Extracted information -
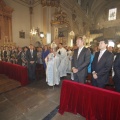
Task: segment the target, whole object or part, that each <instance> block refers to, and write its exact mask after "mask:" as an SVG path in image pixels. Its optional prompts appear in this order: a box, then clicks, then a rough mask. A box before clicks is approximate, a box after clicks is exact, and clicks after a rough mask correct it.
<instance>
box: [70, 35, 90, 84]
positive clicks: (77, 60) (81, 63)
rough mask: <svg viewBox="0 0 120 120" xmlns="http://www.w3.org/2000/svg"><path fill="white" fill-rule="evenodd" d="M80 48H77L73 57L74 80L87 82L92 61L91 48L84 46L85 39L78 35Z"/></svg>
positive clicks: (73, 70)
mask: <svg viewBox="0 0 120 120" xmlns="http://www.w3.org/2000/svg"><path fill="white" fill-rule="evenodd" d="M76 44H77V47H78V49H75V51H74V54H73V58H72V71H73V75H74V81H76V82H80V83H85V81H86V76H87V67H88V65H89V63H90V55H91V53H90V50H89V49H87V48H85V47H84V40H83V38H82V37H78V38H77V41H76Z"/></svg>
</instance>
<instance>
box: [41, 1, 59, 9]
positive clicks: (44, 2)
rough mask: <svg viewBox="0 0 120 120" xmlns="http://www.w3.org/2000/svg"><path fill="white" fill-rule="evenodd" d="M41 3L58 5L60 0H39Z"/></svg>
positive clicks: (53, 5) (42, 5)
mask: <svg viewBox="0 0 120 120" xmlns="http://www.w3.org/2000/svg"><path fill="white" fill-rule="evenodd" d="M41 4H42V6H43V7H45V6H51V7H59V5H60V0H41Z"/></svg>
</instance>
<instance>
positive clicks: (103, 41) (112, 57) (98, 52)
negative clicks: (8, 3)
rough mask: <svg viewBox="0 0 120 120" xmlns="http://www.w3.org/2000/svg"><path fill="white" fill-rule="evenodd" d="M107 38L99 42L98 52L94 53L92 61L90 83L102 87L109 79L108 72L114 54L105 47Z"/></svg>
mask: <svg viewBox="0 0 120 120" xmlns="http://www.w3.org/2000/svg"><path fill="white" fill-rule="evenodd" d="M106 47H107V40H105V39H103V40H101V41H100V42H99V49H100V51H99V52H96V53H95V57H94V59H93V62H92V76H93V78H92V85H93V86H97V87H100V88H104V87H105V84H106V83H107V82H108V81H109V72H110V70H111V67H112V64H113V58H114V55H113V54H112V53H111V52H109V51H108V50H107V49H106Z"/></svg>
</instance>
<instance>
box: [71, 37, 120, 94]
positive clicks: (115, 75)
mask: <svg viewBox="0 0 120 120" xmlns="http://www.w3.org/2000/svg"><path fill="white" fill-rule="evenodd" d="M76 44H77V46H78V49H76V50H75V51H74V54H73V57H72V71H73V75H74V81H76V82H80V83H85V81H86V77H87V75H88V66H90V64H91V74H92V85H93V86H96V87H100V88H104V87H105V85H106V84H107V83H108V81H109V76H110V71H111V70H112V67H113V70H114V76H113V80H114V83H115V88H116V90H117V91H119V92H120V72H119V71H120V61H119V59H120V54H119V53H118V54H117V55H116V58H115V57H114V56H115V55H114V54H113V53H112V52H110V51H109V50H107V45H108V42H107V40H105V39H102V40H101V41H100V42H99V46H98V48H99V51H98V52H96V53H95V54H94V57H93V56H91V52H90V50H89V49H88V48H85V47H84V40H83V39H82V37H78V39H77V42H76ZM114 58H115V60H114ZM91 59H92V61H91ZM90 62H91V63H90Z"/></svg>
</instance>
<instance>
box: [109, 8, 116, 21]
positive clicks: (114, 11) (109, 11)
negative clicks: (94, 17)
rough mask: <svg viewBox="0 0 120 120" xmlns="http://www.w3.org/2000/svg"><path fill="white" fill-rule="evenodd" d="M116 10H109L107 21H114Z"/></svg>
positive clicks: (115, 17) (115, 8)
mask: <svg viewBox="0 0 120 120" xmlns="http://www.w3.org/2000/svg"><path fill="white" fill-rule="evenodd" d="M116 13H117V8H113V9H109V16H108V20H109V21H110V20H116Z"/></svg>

Your instructions - Return the span of lines in the data above that opens at the line with "negative clicks: (8, 3)" and closes at the line with "box: [71, 37, 120, 94]", exactly, ends included, nothing else.

Answer -
negative clicks: (8, 3)
rough mask: <svg viewBox="0 0 120 120" xmlns="http://www.w3.org/2000/svg"><path fill="white" fill-rule="evenodd" d="M107 38L99 42L98 52L94 53L92 61L90 83L102 87L109 79L108 72L114 54L105 47Z"/></svg>
mask: <svg viewBox="0 0 120 120" xmlns="http://www.w3.org/2000/svg"><path fill="white" fill-rule="evenodd" d="M106 47H107V40H105V39H103V40H101V41H100V42H99V49H100V51H99V52H96V53H95V57H94V59H93V62H92V76H93V78H92V85H93V86H97V87H100V88H104V87H105V84H106V83H107V82H108V81H109V72H110V70H111V67H112V64H113V58H114V55H113V54H112V53H111V52H109V51H108V50H107V49H106Z"/></svg>
</instance>
<instance>
box: [71, 37, 120, 94]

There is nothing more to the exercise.